_Passage:_
********

Truth be told, there
isn't much giallo in Mino Guerrini's THE THIRD EYE. Or at least not
much of what is commonly thought of as giallo. The film fits
comfortably into the Poisoned Past narrative type. It deals with a
young, rich man driven to insanity and murder by a woman under his
employ. It's the kind of giallo that wasn't made much in the 1970s,
with the decade all but consumed by the Amateur Detective narrative.
There is no mystery to be solved in THE THIRD EYE. The killers are
out in the open, their motives crystal clear. Guerrini trades the
more common murder mystery tropes for those of the Freudian
psycho-sexual thriller, swapping the antagonist/protagonist roles to
give us a movie about a murderer, rather than a simple thriller about
murder.
Franco Nero stars as
Mino, a twenty-something Count living in a large villa somewhere in
the Italian countryside. Around him orbits three women. There is his
mother, a woman who seeks to control him, Marta, the maid who
secretly loves him, and Laura, the woman he will soon be marrying.
Laura wants Mino to move away with her, away from his domineering
mother, but Mino refuses. Frustrated, Laura heads off home, unaware
that Marta has severed the break lines on her car. Mino takes off
after her, leaving Marta and his mother home alone. While he is gone,
the two women have a bit of a spat, one which ends with Marta pushing
Mino's mother down a flight of stairs before strangling her to death.

********

_Exercises:_
1 - Condense the paragraph of the review that begins "Truth be told, there" into a shorter version that keeps its main facts.
2 - Revise the part of the review starting with "Franco Nero stars" and going on through "soon be marrying.", replacing "villa" with "mansion".
The records that come next are separate material and have no connection to the review.

********

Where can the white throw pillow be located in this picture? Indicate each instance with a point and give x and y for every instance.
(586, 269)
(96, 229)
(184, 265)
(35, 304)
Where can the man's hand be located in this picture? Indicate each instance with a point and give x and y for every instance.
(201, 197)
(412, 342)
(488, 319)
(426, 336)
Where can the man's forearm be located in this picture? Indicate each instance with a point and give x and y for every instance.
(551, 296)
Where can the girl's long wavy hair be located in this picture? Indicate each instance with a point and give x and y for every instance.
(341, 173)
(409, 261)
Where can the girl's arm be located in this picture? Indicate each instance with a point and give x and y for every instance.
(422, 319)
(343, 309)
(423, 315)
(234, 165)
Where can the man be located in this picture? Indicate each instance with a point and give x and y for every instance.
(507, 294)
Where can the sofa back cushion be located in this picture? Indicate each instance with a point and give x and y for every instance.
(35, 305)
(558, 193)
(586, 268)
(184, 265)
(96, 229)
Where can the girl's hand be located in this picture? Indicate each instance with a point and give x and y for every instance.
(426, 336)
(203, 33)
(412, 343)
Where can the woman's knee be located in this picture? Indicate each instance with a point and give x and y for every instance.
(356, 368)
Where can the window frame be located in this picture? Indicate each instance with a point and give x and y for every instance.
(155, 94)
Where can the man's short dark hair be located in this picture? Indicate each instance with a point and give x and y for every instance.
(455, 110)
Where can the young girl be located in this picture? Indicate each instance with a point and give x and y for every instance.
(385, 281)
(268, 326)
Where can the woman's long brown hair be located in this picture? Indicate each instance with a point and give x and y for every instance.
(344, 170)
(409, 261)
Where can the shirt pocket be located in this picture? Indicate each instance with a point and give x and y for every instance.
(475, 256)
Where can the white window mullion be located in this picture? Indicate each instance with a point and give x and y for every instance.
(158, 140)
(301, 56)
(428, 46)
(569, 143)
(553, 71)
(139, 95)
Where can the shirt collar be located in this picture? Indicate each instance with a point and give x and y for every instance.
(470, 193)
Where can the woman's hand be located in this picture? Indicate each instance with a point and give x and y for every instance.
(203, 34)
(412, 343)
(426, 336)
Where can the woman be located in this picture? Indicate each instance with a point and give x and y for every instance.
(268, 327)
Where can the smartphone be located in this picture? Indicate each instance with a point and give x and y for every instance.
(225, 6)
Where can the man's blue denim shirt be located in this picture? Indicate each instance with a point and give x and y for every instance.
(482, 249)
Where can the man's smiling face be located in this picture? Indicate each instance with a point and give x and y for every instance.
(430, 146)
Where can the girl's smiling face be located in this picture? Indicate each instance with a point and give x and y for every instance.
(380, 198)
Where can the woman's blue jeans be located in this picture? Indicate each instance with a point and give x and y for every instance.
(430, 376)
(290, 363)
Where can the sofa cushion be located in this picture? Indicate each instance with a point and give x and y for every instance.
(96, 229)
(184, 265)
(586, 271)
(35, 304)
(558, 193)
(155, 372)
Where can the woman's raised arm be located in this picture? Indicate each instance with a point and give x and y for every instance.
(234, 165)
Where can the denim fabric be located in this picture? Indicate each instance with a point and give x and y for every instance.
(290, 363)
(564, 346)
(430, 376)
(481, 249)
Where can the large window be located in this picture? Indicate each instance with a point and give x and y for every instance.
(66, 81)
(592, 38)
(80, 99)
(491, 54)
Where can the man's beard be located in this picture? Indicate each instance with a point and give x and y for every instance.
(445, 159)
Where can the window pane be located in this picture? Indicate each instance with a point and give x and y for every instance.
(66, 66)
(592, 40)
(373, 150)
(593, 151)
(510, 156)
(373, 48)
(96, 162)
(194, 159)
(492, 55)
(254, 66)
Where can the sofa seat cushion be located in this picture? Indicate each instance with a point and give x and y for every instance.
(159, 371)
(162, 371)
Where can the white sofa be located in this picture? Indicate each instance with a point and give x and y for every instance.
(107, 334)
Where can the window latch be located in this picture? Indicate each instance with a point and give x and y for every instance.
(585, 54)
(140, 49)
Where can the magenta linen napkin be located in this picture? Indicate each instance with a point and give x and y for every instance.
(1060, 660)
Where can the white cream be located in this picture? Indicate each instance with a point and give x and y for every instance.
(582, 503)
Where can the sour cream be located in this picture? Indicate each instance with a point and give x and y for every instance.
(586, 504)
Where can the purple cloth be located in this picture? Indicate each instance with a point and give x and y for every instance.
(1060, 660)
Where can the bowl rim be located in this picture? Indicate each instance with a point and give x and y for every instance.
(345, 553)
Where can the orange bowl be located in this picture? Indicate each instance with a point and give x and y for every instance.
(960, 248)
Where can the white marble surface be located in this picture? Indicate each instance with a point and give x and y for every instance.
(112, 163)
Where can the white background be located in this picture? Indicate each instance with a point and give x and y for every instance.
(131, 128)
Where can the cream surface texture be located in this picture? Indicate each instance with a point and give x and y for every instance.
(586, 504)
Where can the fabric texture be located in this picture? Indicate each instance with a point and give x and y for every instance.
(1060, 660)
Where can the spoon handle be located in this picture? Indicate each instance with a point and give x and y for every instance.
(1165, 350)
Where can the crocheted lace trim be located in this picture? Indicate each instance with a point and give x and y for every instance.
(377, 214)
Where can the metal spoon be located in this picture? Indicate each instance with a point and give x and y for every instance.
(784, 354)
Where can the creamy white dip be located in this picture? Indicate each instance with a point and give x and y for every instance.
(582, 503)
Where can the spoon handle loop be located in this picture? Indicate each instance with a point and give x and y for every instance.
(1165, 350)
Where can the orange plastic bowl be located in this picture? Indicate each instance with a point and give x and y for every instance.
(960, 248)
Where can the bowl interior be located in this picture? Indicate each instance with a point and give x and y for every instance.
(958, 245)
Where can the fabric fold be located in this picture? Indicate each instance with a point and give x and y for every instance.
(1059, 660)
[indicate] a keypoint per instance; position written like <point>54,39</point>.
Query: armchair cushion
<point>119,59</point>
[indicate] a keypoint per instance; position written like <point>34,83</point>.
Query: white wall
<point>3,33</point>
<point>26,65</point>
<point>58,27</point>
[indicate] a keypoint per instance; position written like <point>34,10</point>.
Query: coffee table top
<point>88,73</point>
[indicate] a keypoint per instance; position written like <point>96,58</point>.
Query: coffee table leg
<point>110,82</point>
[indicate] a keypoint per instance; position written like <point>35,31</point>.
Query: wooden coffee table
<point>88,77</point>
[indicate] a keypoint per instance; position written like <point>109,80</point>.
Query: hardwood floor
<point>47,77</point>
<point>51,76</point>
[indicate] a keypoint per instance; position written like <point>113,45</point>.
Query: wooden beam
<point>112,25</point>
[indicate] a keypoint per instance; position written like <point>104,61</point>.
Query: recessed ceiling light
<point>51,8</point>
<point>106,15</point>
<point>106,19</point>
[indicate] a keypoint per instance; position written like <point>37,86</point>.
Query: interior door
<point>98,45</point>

********

_Results by task:_
1 - Mino Guerrini's THE THIRD EYE contains little conventional giallo. It belongs to the Poisoned Past narrative type, following a young, rich man driven to insanity and murder by a woman he employs. That kind of giallo was rarely made in the 1970s, when the Amateur Detective narrative dominated. The film has no mystery to solve, since the killers and their motives are out in the open. Guerrini replaces murder-mystery tropes with those of the Freudian psycho-sexual thriller, swapping the antagonist and protagonist roles to make a movie about a murderer rather than a thriller about murder.

2 -
Franco Nero stars as
Mino, a twenty-something Count living in a large mansion somewhere in
the Italian countryside. Around him orbits three women. There is his
mother, a woman who seeks to control him, Marta, the maid who
secretly loves him, and Laura, the woman he will soon be marrying.